[Input for this task — start]

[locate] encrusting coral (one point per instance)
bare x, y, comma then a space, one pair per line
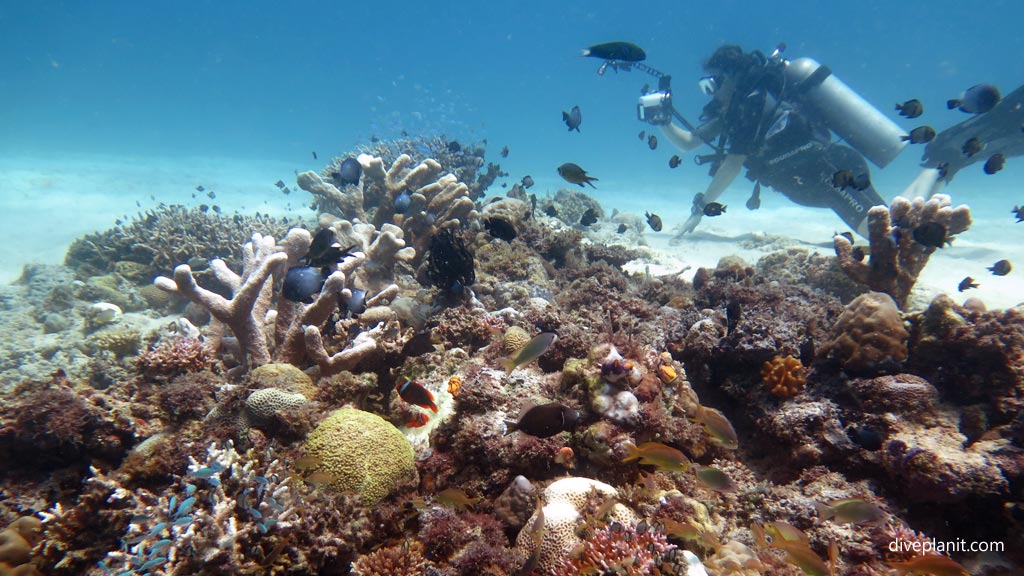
896, 256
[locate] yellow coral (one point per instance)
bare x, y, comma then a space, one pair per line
514, 339
783, 376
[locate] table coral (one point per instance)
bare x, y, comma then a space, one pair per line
896, 258
783, 376
868, 338
363, 453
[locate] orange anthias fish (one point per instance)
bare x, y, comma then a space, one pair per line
657, 454
419, 419
415, 393
931, 564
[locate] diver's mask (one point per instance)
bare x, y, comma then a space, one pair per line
709, 85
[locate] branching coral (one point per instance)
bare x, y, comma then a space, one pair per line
783, 376
896, 256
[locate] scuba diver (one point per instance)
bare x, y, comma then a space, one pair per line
776, 118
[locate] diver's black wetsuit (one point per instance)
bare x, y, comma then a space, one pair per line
787, 152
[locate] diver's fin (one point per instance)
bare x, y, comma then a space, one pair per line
1000, 129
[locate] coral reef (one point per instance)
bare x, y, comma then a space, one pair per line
363, 453
896, 257
783, 377
868, 337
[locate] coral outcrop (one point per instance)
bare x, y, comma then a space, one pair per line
896, 255
564, 502
361, 453
868, 338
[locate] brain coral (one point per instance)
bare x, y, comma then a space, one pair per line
868, 338
363, 452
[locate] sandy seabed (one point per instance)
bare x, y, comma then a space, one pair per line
47, 203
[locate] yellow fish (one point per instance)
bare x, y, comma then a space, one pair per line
932, 564
718, 427
455, 498
657, 454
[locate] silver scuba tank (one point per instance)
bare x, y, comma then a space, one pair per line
850, 116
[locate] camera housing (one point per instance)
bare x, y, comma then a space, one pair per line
655, 108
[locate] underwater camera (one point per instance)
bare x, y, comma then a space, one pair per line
655, 108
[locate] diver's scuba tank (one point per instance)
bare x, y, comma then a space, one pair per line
850, 116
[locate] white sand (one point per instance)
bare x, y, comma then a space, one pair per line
45, 204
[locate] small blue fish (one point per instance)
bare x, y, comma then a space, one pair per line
401, 202
185, 506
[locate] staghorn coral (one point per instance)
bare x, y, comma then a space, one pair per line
619, 549
896, 258
173, 357
400, 560
363, 453
159, 239
783, 377
868, 338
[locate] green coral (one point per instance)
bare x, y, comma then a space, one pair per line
361, 453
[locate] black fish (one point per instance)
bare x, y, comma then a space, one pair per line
653, 220
402, 202
588, 217
1000, 268
920, 134
415, 393
572, 118
910, 109
714, 209
545, 420
972, 147
301, 283
994, 163
967, 284
976, 99
574, 174
348, 172
754, 202
355, 303
622, 51
932, 235
845, 178
865, 437
500, 228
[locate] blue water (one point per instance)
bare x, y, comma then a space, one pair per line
270, 81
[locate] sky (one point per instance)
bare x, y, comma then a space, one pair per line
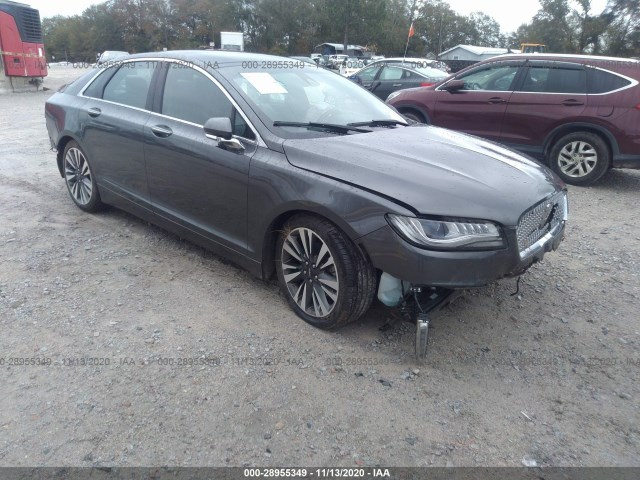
510, 14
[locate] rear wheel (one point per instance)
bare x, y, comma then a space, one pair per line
326, 279
79, 178
580, 158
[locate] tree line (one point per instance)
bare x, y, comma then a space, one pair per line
289, 27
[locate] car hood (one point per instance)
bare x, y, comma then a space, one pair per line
431, 170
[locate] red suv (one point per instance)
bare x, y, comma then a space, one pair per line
579, 113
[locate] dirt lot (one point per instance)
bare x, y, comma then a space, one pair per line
548, 376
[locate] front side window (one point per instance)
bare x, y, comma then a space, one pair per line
305, 95
191, 96
550, 79
391, 73
130, 84
495, 78
599, 81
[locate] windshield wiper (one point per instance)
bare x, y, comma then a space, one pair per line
378, 123
326, 126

[Input for this task — finish]

**What the task asks:** All of the material must be given again exactly, though no picture may appear in the copy.

**Task solution:**
[locate] encrusting coral (one point per instance)
bare x, y, comma then a space, one pair per line
896, 256
[locate] yellow coral (one point per instance)
bare x, y, comma then a space, one pair per line
514, 339
783, 376
[locate] table coral (one point per instance)
bare x, y, comma then a space, one pair per line
896, 258
783, 376
868, 338
363, 453
[locate] orange anthias fish (one point per instance)
bare x, y, comma then a space, one pair per line
657, 454
419, 419
415, 393
931, 564
[locate] diver's mask (one point per instance)
bare x, y, comma then a space, one pair per line
709, 85
[locate] branching coral (one point per instance)
bare x, y, comma then a space, one pair per line
783, 376
896, 256
[locate] scuba diver (one point per instance)
bare x, y, comma then a space, one pair per line
776, 118
[locate] diver's black wetsuit (one point per instance)
bare x, y, comma then a space, one pair per line
787, 152
[locate] diver's fin (one point per instance)
bare x, y, comma then a space, one pair per line
1000, 129
[locate] coral reef (one point per instance)
bare x, y, comma then a space, one pair per line
363, 453
896, 257
783, 377
868, 337
[locate] coral outcrop (one point per instance)
bare x, y, comma then a space, one pair per line
896, 255
564, 502
361, 453
868, 338
[locate] brain coral (one point per instance)
bare x, y, comma then a space, one pair per line
868, 338
363, 452
[locate] sandy seabed (one point per instance)
bare x, y, comma then a space, one pair per line
47, 203
[locate] yellow fish (one point per instance)
bare x, y, comma then a space, one pair per line
932, 564
718, 427
455, 498
657, 454
[locate] silver scuba tank (one point per instance)
bare x, y, comma then a space, one pair per line
850, 116
[locate] camera housing (one point per instance)
bare x, y, comma then a space, one pair per line
655, 108
[locate] underwater camera (one point per instance)
bare x, y, comma then a space, one pair per line
655, 108
[locate] diver's scuba tank (one point per instance)
bare x, y, comma then a space, one pair per line
850, 116
[locate] white sand (one point per instance)
bare x, y, comma then a space, one pair per line
45, 204
[locate] small blue fish (one point per instance)
bare x, y, comma then a space, one pair per line
401, 202
185, 506
[locate] staghorn coral (one point per instance)
bare x, y, comma then a space, one pair per line
619, 549
896, 258
173, 357
400, 560
363, 453
159, 239
783, 377
868, 338
[locate] green coral (one point per instance)
bare x, y, comma then a space, one pair per line
361, 453
[locate] black fish (one point per instance)
bare x, y, comma then a space, one pair per line
653, 220
402, 202
588, 217
1000, 268
920, 134
415, 393
572, 118
910, 109
714, 209
545, 420
972, 147
301, 283
994, 163
967, 284
976, 99
574, 174
348, 172
754, 202
355, 303
622, 51
932, 235
845, 178
865, 437
500, 228
[locate] blue water (one point per instance)
bare x, y, comma then a space, one pair per line
270, 81
[locate] sky (one point per instance)
bare x, y, comma then a space, one pair per line
510, 14
[locate] rear wheel (one point per instance)
bare x, y, comma then a space, one pair per line
326, 279
79, 178
580, 158
[locate] tree line (one point per instance)
bare x, y, comma then a space, one pair per line
289, 27
[locate] car hood (one point per instance)
bare x, y, comma then a space, one pair per line
431, 170
[locate] red suv (one point per instance)
bare x, y, comma then a space, one pair per line
579, 113
[locate] dirt lot (one point per instance)
bare x, y, comma then a space, one pair per line
548, 376
[locate] front side window (one point per instance)
bare x, y, comma then a space, one pair per line
305, 95
191, 96
550, 79
391, 73
130, 84
495, 78
599, 81
[locate] windshield wiper (one point per instance)
bare x, y, comma then a space, one pair per line
378, 123
326, 126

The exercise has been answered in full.